Thursday, April 3, 2014

5 Things to Watch For in Tomorrow's March Jobs Report

From the WSJ's 5 Things blog:
The Labor Department’s March jobs report on Friday is expected to show a pick-up in hiring, a welcome sign following a mid-winter lull. Economists surveyed by The Wall Street Journal forecast the economy added 200,000 jobs last month, up from 175,000 in February and much better than December’s meager gain of 84,000. The unemployment rate is expected to return to 6.6% after ticking up to 6.7% in February. Other recent indicators suggest the economy is thawing, though consumers and businesses remain cautious.
Beyond headline numbers, here are five things to watch on Friday.

1 Record breaking?

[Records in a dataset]
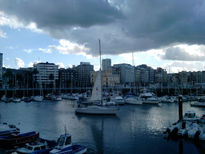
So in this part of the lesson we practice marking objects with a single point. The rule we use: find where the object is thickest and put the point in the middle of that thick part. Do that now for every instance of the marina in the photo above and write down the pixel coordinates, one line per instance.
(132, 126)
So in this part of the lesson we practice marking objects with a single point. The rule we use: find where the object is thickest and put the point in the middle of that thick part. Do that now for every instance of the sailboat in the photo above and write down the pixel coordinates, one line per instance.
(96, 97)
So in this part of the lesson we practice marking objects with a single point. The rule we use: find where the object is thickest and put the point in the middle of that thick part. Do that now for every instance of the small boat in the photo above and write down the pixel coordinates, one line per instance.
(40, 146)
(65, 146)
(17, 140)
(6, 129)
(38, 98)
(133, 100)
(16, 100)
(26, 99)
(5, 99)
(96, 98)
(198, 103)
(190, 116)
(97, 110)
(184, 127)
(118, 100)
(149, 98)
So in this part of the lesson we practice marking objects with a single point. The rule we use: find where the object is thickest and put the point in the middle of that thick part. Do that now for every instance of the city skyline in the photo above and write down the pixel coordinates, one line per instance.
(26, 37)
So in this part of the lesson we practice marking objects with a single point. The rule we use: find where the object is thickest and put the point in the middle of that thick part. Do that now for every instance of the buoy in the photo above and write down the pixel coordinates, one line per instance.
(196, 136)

EXERCISES TO COMPLETE:
#1 Please rewrite the jobs report preview from "Thursday, April 3, 2014" up to and including "businesses remain cautious.", swapping "economy" for "labor market".
#2 According to the jobs report preview, how many jobs did economists surveyed by The Wall Street Journal forecast the economy added in March?

ANSWERS GIVEN:
#1
Thursday, April 3, 2014

5 Things to Watch For in Tomorrow's March Jobs Report

From the WSJ's 5 Things blog:
The Labor Department’s March jobs report on Friday is expected to show a pick-up in hiring, a welcome sign following a mid-winter lull. Economists surveyed by The Wall Street Journal forecast the labor market added 200,000 jobs last month, up from 175,000 in February and much better than December’s meager gain of 84,000. The unemployment rate is expected to return to 6.6% after ticking up to 6.7% in February. Other recent indicators suggest the labor market is thawing, though consumers and businesses remain cautious.

#2 200,000 jobs.